--- Passage shown ---

I am not sure where desire to feel I can survive came from, because I have been incredibly lucky not to have suffered lack of money or family support or to have been hurt by anyone in a way that would make me preoccupied with survival. The only person I have had to fight for survival against is my self.
I grew up like so many perfectionistic kids, anxious about a lot of things and tortured, like so many women, by hatred of my own body. But at the same time as I wanted to be a twig and a waif, I wanted to be able to outrun or if necessary outkick, punch and bite anyone who wanted to do me harm. It may be because I did a lot of walking by myself, but more likely it was because I had hermetically sealed myself off from almost everyone, psychologically.
I still find it hard to be a human being. When I am ill, I am very, very ill and it always comes down to whether or not I am too afraid to die or not. No question about wanting to live, just fear of the pain of dying and what comes after. I argue with myself. I try to think my way out of hopelessness. Nothing works. I make a plan. I clean up my place, wear the clothes I want to be found in, and go somewhere, but I don’t go through with it. Last time I made it to the hotel desk to rent a room, so no one would find me for a while. But in the end, I think I have too much fear in me, at bottom, even at my darkest, to go through with it.

--- Data provided ---

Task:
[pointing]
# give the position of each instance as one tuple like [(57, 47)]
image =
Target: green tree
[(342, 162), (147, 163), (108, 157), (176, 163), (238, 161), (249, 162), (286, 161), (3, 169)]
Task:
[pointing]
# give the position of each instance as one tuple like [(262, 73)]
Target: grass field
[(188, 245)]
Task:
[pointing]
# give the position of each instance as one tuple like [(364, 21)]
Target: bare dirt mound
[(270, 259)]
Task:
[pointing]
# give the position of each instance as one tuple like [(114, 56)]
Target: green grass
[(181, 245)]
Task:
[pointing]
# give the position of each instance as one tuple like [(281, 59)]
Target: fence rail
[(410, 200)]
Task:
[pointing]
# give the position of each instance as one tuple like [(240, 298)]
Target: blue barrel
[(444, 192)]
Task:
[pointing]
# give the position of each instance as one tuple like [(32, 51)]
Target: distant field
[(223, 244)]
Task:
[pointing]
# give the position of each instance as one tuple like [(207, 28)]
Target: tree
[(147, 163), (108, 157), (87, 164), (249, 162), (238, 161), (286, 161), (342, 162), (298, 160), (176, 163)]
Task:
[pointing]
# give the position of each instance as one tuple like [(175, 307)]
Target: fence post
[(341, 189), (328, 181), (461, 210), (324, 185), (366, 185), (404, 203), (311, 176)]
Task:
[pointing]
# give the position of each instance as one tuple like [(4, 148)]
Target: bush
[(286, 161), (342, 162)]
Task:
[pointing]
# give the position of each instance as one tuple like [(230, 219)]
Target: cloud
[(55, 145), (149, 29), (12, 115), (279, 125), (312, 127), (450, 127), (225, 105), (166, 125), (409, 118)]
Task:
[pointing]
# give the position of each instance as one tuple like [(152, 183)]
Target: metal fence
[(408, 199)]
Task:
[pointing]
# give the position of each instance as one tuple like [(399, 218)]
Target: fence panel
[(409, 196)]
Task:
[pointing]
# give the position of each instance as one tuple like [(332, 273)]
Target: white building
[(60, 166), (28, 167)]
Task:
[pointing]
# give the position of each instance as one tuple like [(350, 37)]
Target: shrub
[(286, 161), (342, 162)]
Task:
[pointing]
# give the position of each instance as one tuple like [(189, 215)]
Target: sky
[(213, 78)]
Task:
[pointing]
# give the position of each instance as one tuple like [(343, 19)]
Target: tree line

---

• **What to do**
- A) In the passage on survival, how far did the writer get the last time before turning back?
- B) Carry on the passage on survival from its final sentence.
The stored entries are separate material with no connection to the passage on survival.

• **List of answers**
- A) The writer made it to the hotel desk to rent a room.

- B)
I guess this fear has saved me, and drives me to do a lot of things, including swimming. But so does love. I love swimming. I am afraid of people but I love them too. I am afraid of writing, but I love it. I am afraid of having nothing but myself to depend on, but I am still aiming for that.
I love the idea of owning nothing but what I can carry on my back, like a turtle and being strong and healthy and capable enough to survive anywhere. But I know somehow I am just trying to get free of myself and the way to do that is not by swimming or writing or any of the other things I do. I know what I have to do. It’s not a secret. And it doesn’t involve running away or kicking and biting.
It doesn’t exclude swimming and writing though. It encompasses them. It smiles when I do things I love in the service of my own health and happiness. It likes joy, it is abundant and forgiving and helpful. It is what I’m swimming in and for and toward.